Recovery Campaign Launched for Community’s ‘Greatest Challenge’

July 27, 2020 – By JANICE ARNOLD

MONTREAL—Declaring that the COVID pandemic poses a “possibly existential threat to Jewish life as we know it,” Federation CJA here will try to raise $100 million over the next two years to meet the immediate needs of community members most negatively affected and to ensure the long-term survival of needed institutions.

The Community Recovery Campaign, launched virtually on July 23, replaces the traditional fall Combined Jewish Appeal, now in its 103rd year. It is co-chaired by prominent businessmen Mitch Garber and Jonathan Wener, who stressed that the 90,000-member community now faces its worst crisis in generations.

The Federation estimates 3,000-5,000 Montreal Jews have become “newly vulnerable”’ due to loss of employment or business and economic hardship exacerbated by social problems, and will need community support. These people are in addition to the approximately 18,000 who were already receiving some kind of relief before the pandemic, Federation says.

Garber said there are families who cannot make their mortgage or rent payments, let alone continue to send their children to Jewish day schools or maintain synagogue memberships.

Wener, a veteran community leader, commented on the economic fallout and human toll of the pandemic: “I have never seen such carnage in my lifetime,” he said. “This is our community’s greatest challenge in living memory.”

DATA PROVIDED:
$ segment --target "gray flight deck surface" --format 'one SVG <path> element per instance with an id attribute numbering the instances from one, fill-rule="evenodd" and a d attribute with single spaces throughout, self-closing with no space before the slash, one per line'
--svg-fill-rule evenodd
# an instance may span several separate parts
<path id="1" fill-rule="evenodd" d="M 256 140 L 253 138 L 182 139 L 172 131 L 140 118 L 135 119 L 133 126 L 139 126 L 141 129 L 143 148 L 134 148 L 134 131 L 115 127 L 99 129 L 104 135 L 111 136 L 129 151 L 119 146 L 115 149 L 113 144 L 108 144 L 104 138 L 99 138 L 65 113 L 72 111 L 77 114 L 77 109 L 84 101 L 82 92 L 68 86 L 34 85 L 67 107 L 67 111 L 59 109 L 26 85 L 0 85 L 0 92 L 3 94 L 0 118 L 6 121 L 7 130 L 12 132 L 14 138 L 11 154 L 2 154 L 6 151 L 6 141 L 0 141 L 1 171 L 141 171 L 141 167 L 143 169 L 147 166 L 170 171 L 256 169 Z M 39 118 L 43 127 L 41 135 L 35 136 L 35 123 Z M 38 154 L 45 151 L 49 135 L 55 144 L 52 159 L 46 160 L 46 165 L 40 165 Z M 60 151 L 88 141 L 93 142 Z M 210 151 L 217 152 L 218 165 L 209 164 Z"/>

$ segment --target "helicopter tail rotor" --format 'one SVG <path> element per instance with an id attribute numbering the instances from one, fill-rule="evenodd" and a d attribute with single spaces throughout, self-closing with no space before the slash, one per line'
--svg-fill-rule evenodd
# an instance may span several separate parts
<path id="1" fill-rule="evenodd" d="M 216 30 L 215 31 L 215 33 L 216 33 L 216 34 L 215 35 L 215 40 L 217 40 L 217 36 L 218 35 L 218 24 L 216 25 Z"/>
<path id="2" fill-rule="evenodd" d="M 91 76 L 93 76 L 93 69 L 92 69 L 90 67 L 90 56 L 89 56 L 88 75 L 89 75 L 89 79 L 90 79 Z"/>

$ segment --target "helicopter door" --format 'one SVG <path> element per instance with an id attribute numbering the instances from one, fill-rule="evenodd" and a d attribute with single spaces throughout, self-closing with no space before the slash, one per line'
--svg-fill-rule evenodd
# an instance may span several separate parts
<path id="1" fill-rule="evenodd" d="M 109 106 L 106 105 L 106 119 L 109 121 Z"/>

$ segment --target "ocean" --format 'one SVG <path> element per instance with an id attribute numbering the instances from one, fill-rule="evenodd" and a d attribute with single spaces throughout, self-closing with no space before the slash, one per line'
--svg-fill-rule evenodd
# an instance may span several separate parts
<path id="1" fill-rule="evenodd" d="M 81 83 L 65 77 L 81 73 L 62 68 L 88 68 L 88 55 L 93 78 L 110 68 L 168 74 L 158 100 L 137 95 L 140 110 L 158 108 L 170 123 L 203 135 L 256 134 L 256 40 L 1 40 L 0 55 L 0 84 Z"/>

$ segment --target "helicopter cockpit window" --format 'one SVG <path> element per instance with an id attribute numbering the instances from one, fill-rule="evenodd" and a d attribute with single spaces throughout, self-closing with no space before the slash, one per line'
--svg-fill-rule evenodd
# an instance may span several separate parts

TASKS TO CARRY OUT:
a – From the Montreal recovery campaign article, reproduce word for word the passage starting at "The Community Recovery" and ending at "crisis in generations.".
b – Answer these questions about the Montreal recovery campaign article:
(i) How much money does Federation CJA plan to raise, and over what period?
(ii) How many members does the community have?
(iii) About how many people were already receiving some kind of relief before the pandemic?

SET OF ANSWERS:
a –
The Community Recovery Campaign, launched virtually on July 23, replaces the traditional fall Combined Jewish Appeal, now in its 103rd year. It is co-chaired by prominent businessmen Mitch Garber and Jonathan Wener, who stressed that the 90,000-member community now faces its worst crisis in generations.

b –
(i) $100 million over the next two years
(ii) 90,000
(iii) Approximately 18,000